ABOUT THIS EXERCISE:
Scan the entries below and extract each line with the word "post" in it.

Dataset entries:
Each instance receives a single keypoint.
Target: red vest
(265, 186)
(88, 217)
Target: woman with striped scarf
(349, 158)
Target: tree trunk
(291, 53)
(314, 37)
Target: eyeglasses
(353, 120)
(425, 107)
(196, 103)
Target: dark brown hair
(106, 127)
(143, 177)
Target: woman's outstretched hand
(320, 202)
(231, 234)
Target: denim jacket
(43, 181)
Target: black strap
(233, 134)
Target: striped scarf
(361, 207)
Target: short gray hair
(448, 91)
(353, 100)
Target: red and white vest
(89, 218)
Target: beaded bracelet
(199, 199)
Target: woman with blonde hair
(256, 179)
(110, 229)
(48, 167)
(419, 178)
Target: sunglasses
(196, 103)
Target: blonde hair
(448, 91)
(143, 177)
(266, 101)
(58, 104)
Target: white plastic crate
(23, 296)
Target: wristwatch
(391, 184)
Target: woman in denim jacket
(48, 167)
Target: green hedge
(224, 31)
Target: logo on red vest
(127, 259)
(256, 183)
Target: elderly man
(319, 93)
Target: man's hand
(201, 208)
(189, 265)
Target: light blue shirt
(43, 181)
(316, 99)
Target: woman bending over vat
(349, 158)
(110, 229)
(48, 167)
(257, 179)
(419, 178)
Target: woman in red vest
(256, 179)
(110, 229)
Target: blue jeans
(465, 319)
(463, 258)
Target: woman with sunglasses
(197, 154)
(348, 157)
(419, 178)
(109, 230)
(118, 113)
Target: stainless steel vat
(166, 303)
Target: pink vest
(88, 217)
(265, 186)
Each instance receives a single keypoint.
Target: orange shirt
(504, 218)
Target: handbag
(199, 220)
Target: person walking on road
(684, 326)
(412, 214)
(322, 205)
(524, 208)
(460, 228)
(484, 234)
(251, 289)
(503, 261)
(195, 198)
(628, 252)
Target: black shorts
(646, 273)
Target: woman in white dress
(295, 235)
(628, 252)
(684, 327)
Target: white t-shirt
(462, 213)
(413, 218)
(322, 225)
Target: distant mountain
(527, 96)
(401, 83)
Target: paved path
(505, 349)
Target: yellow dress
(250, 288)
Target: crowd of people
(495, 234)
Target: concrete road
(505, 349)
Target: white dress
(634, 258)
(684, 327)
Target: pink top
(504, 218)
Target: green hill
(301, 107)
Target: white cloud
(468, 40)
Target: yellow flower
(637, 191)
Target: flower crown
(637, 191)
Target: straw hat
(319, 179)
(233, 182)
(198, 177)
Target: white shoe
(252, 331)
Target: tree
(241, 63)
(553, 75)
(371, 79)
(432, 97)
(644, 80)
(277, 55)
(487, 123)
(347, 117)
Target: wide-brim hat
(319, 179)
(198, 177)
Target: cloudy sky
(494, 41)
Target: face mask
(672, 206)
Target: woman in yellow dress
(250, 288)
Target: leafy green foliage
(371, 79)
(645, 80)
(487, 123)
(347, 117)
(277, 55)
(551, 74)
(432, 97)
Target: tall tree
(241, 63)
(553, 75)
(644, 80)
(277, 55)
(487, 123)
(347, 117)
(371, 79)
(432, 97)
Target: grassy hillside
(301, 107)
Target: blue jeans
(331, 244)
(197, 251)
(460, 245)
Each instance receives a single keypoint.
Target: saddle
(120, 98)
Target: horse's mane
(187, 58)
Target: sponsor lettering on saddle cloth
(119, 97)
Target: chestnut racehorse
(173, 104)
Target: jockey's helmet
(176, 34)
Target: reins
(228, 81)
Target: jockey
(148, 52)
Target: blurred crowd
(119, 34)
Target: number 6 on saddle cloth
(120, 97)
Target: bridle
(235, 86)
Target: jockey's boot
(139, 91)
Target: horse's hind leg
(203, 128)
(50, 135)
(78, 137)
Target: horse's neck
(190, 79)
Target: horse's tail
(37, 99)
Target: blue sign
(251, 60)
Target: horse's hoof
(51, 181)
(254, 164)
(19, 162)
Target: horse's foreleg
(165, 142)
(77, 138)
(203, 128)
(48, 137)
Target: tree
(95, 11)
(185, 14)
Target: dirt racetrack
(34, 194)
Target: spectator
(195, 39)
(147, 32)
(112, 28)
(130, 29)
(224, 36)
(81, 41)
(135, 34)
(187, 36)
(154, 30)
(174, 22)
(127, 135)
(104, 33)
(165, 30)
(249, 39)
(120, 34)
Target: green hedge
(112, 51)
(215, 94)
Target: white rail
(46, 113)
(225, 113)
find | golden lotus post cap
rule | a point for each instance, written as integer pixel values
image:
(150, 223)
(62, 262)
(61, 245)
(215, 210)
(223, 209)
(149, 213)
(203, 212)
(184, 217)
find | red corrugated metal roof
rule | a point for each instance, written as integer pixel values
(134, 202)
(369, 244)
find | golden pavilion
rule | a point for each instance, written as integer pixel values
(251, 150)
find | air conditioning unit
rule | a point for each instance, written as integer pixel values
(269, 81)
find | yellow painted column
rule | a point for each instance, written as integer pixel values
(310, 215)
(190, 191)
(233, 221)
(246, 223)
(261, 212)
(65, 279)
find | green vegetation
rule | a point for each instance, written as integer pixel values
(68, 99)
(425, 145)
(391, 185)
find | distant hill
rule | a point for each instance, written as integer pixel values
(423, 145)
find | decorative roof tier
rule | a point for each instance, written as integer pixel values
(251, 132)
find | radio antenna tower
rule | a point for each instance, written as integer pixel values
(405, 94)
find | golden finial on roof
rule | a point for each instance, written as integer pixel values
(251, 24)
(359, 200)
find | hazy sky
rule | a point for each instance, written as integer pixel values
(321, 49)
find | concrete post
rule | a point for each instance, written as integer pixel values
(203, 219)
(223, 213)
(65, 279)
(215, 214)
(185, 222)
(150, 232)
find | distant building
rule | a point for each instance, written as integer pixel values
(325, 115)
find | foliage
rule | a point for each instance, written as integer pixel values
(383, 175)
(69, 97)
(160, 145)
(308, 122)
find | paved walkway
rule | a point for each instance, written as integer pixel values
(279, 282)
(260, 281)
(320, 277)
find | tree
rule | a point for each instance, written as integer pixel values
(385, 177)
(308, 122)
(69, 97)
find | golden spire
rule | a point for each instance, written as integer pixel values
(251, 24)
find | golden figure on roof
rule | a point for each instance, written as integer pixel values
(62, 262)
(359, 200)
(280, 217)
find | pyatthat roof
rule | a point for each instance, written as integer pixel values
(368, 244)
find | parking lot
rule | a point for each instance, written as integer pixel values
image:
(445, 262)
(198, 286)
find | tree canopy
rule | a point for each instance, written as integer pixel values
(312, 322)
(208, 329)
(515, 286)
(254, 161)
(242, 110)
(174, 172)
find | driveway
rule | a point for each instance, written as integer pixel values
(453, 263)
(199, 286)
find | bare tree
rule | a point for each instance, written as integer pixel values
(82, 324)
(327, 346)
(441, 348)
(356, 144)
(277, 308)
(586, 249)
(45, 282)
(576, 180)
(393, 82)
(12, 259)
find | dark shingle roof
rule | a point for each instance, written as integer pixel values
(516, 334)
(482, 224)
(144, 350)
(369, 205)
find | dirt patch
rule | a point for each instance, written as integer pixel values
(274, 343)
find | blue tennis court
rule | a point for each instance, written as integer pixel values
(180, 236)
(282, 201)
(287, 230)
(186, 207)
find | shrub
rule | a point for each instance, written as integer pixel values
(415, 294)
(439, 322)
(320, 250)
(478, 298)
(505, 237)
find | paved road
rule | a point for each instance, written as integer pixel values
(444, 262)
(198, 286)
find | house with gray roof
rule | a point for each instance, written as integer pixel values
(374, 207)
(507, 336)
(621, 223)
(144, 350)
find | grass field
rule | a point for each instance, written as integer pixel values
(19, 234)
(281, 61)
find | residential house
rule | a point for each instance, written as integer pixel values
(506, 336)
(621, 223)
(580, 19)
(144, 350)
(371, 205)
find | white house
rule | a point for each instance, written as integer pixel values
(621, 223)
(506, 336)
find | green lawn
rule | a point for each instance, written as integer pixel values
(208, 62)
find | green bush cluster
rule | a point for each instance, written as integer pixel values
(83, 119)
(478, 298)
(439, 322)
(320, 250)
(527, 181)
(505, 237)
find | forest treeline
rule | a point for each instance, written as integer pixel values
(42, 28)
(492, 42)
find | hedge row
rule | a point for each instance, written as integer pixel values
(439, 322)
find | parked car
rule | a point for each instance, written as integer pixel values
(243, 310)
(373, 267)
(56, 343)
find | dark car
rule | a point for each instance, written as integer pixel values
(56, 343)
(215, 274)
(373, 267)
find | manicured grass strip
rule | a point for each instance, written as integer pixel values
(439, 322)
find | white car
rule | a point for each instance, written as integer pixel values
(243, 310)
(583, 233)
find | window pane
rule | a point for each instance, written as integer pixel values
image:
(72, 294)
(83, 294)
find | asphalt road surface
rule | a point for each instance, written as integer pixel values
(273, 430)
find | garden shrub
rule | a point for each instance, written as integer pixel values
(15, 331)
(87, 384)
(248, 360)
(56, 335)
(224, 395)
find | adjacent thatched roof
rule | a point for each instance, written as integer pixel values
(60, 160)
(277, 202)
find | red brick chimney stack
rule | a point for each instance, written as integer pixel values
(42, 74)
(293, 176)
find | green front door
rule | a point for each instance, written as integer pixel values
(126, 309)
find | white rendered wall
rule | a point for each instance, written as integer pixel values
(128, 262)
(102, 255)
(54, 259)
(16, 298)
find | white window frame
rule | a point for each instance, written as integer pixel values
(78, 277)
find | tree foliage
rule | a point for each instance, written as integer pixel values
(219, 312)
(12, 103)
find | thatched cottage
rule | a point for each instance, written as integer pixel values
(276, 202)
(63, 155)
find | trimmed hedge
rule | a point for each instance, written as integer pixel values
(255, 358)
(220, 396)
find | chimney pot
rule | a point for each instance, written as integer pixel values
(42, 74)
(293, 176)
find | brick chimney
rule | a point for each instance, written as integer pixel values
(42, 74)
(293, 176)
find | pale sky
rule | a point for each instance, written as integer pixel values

WRITTEN ANSWER:
find | golden lotus post cap
find | concrete post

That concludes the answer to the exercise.